### A series of records
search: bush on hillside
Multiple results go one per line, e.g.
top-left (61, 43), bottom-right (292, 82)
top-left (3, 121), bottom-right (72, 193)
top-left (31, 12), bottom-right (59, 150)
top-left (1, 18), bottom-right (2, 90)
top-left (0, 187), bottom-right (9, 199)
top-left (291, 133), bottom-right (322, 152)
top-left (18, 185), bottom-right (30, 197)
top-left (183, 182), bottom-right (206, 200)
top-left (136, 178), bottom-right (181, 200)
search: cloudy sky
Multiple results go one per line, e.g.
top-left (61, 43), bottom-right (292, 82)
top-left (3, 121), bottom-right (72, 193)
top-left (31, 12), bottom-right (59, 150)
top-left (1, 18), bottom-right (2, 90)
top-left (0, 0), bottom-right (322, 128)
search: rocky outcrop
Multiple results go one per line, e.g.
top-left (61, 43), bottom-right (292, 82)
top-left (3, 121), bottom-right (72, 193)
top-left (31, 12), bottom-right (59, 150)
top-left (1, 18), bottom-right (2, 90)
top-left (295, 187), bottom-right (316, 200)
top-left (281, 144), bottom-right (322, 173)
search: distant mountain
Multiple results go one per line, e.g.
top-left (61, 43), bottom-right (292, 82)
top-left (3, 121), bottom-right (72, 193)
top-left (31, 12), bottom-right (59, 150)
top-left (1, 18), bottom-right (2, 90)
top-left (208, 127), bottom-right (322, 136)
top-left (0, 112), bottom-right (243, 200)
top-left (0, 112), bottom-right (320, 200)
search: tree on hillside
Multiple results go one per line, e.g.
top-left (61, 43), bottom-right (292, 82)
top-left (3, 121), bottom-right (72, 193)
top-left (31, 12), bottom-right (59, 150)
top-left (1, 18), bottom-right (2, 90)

### Task goal
Arrange every line of the rows above as a numbered list, omitting any blank lines.

### Response to this exercise
1. search: bush on hillside
2. Multiple results go one per line, e.g.
3. top-left (61, 43), bottom-right (292, 82)
4. top-left (3, 121), bottom-right (72, 193)
5. top-left (31, 12), bottom-right (59, 150)
6. top-left (1, 18), bottom-right (2, 90)
7. top-left (0, 187), bottom-right (9, 199)
8. top-left (291, 133), bottom-right (322, 152)
9. top-left (18, 185), bottom-right (30, 197)
10. top-left (183, 182), bottom-right (206, 200)
11. top-left (136, 178), bottom-right (181, 200)
12. search: cloudy sky
13. Multiple results go one per line, e.g.
14. top-left (61, 43), bottom-right (292, 82)
15. top-left (3, 121), bottom-right (72, 193)
16. top-left (31, 12), bottom-right (59, 150)
17. top-left (1, 18), bottom-right (2, 90)
18. top-left (0, 0), bottom-right (322, 128)
19. search: rocky outcrop
20. Multiple results go one per line, e.g.
21. top-left (61, 43), bottom-right (292, 82)
22. top-left (3, 121), bottom-right (72, 193)
23. top-left (31, 12), bottom-right (59, 150)
24. top-left (1, 18), bottom-right (2, 90)
25. top-left (295, 187), bottom-right (316, 200)
26. top-left (281, 144), bottom-right (322, 173)
27. search: distant mountain
28. Multiple results go one per line, e.g.
29. top-left (61, 43), bottom-right (292, 82)
30. top-left (3, 121), bottom-right (72, 193)
31. top-left (31, 12), bottom-right (59, 150)
32. top-left (1, 18), bottom-right (2, 90)
33. top-left (208, 127), bottom-right (322, 136)
34. top-left (0, 112), bottom-right (243, 200)
35. top-left (0, 112), bottom-right (320, 200)
36. search: tree on hillside
37. Multiple results go one per line, e.g.
38. top-left (61, 43), bottom-right (292, 82)
39. top-left (3, 121), bottom-right (72, 193)
40. top-left (31, 12), bottom-right (59, 150)
41. top-left (1, 18), bottom-right (2, 90)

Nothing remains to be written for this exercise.